AIM OF THE EXERCISE — Would you return the lines that run from the start of the data below to the line with "Class to detect: green plant foliage", both included, exactly as written and without pictures?

☆ ☆ ☆ ☆ ☆

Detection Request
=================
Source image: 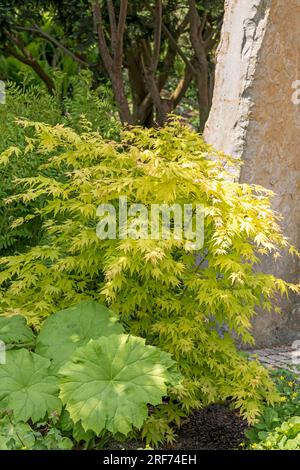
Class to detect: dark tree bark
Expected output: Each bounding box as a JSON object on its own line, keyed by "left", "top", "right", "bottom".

{"left": 92, "top": 0, "right": 133, "bottom": 124}
{"left": 127, "top": 48, "right": 154, "bottom": 126}
{"left": 188, "top": 0, "right": 211, "bottom": 131}
{"left": 5, "top": 32, "right": 56, "bottom": 94}
{"left": 1, "top": 1, "right": 223, "bottom": 129}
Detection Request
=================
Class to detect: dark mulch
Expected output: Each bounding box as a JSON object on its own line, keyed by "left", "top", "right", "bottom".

{"left": 106, "top": 404, "right": 248, "bottom": 450}
{"left": 168, "top": 404, "right": 248, "bottom": 450}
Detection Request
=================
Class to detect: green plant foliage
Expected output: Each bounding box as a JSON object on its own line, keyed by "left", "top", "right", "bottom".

{"left": 63, "top": 71, "right": 120, "bottom": 138}
{"left": 245, "top": 369, "right": 300, "bottom": 446}
{"left": 34, "top": 428, "right": 74, "bottom": 450}
{"left": 72, "top": 420, "right": 95, "bottom": 446}
{"left": 0, "top": 301, "right": 182, "bottom": 447}
{"left": 36, "top": 300, "right": 123, "bottom": 370}
{"left": 0, "top": 315, "right": 35, "bottom": 349}
{"left": 0, "top": 349, "right": 62, "bottom": 422}
{"left": 0, "top": 83, "right": 61, "bottom": 254}
{"left": 0, "top": 78, "right": 120, "bottom": 255}
{"left": 0, "top": 119, "right": 298, "bottom": 436}
{"left": 59, "top": 334, "right": 182, "bottom": 436}
{"left": 0, "top": 413, "right": 73, "bottom": 450}
{"left": 252, "top": 417, "right": 300, "bottom": 450}
{"left": 0, "top": 414, "right": 35, "bottom": 450}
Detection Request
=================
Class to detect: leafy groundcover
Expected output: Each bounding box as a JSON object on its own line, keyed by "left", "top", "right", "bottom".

{"left": 0, "top": 301, "right": 182, "bottom": 449}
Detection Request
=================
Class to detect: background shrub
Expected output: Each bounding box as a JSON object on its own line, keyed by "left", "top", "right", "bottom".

{"left": 0, "top": 119, "right": 299, "bottom": 443}
{"left": 0, "top": 74, "right": 120, "bottom": 254}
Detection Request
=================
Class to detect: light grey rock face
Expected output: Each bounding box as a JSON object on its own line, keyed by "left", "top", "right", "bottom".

{"left": 205, "top": 0, "right": 300, "bottom": 347}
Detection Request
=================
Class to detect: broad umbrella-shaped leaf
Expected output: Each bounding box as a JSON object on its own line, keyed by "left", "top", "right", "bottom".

{"left": 0, "top": 349, "right": 61, "bottom": 423}
{"left": 0, "top": 316, "right": 35, "bottom": 349}
{"left": 59, "top": 334, "right": 182, "bottom": 436}
{"left": 36, "top": 301, "right": 123, "bottom": 370}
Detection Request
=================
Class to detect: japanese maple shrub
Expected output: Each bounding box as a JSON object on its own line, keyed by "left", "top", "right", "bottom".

{"left": 0, "top": 119, "right": 298, "bottom": 443}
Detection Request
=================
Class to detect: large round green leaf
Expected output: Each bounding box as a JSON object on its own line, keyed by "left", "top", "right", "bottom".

{"left": 36, "top": 300, "right": 123, "bottom": 370}
{"left": 0, "top": 349, "right": 61, "bottom": 423}
{"left": 59, "top": 334, "right": 182, "bottom": 436}
{"left": 0, "top": 316, "right": 35, "bottom": 349}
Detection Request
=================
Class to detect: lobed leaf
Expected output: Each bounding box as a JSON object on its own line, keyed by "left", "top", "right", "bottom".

{"left": 0, "top": 349, "right": 61, "bottom": 423}
{"left": 59, "top": 334, "right": 182, "bottom": 436}
{"left": 36, "top": 300, "right": 123, "bottom": 370}
{"left": 0, "top": 316, "right": 35, "bottom": 349}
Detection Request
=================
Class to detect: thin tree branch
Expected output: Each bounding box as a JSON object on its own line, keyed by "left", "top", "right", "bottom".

{"left": 203, "top": 19, "right": 223, "bottom": 49}
{"left": 4, "top": 30, "right": 55, "bottom": 94}
{"left": 107, "top": 0, "right": 117, "bottom": 51}
{"left": 92, "top": 1, "right": 131, "bottom": 124}
{"left": 135, "top": 8, "right": 192, "bottom": 124}
{"left": 188, "top": 0, "right": 207, "bottom": 65}
{"left": 6, "top": 45, "right": 55, "bottom": 94}
{"left": 114, "top": 0, "right": 128, "bottom": 71}
{"left": 141, "top": 39, "right": 167, "bottom": 125}
{"left": 161, "top": 23, "right": 195, "bottom": 75}
{"left": 170, "top": 66, "right": 193, "bottom": 108}
{"left": 92, "top": 0, "right": 113, "bottom": 73}
{"left": 199, "top": 11, "right": 207, "bottom": 36}
{"left": 14, "top": 24, "right": 90, "bottom": 67}
{"left": 152, "top": 0, "right": 162, "bottom": 72}
{"left": 178, "top": 11, "right": 190, "bottom": 34}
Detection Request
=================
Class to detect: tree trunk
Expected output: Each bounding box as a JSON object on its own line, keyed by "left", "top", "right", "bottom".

{"left": 111, "top": 73, "right": 133, "bottom": 125}
{"left": 127, "top": 50, "right": 154, "bottom": 126}
{"left": 195, "top": 59, "right": 210, "bottom": 132}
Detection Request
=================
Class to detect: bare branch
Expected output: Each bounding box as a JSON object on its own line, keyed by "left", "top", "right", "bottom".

{"left": 92, "top": 0, "right": 113, "bottom": 73}
{"left": 161, "top": 23, "right": 195, "bottom": 75}
{"left": 199, "top": 11, "right": 207, "bottom": 36}
{"left": 188, "top": 0, "right": 207, "bottom": 65}
{"left": 152, "top": 0, "right": 162, "bottom": 72}
{"left": 14, "top": 25, "right": 90, "bottom": 67}
{"left": 203, "top": 19, "right": 223, "bottom": 49}
{"left": 107, "top": 0, "right": 117, "bottom": 50}
{"left": 136, "top": 20, "right": 192, "bottom": 125}
{"left": 178, "top": 11, "right": 190, "bottom": 34}
{"left": 188, "top": 0, "right": 202, "bottom": 44}
{"left": 141, "top": 39, "right": 167, "bottom": 125}
{"left": 170, "top": 66, "right": 193, "bottom": 108}
{"left": 5, "top": 38, "right": 55, "bottom": 94}
{"left": 114, "top": 0, "right": 128, "bottom": 71}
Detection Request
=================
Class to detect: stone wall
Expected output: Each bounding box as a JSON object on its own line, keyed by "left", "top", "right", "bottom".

{"left": 205, "top": 0, "right": 300, "bottom": 347}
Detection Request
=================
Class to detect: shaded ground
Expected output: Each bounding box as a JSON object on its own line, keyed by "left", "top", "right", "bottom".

{"left": 170, "top": 404, "right": 248, "bottom": 450}
{"left": 106, "top": 404, "right": 248, "bottom": 450}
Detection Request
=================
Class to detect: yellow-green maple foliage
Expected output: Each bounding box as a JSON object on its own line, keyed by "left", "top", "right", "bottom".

{"left": 0, "top": 119, "right": 299, "bottom": 442}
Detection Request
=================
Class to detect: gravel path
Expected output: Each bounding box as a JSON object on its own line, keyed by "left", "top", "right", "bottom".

☆ ☆ ☆ ☆ ☆

FINISHED TASK —
Detection Request
=================
Source image: 
Class to detect: dark tree bark
Expected output: Each bounding box as a JSON object on its own line, keyed by "left", "top", "right", "bottom".

{"left": 92, "top": 0, "right": 133, "bottom": 124}
{"left": 127, "top": 48, "right": 154, "bottom": 126}
{"left": 188, "top": 0, "right": 211, "bottom": 131}
{"left": 5, "top": 32, "right": 56, "bottom": 94}
{"left": 1, "top": 1, "right": 223, "bottom": 129}
Detection Request
=================
Class to detect: dark mulch
Expected output: Each bounding box as a JSON object on its own line, keyed by "left", "top", "right", "bottom".

{"left": 106, "top": 404, "right": 248, "bottom": 450}
{"left": 168, "top": 404, "right": 248, "bottom": 450}
Detection Request
=================
Class to detect: green plant foliage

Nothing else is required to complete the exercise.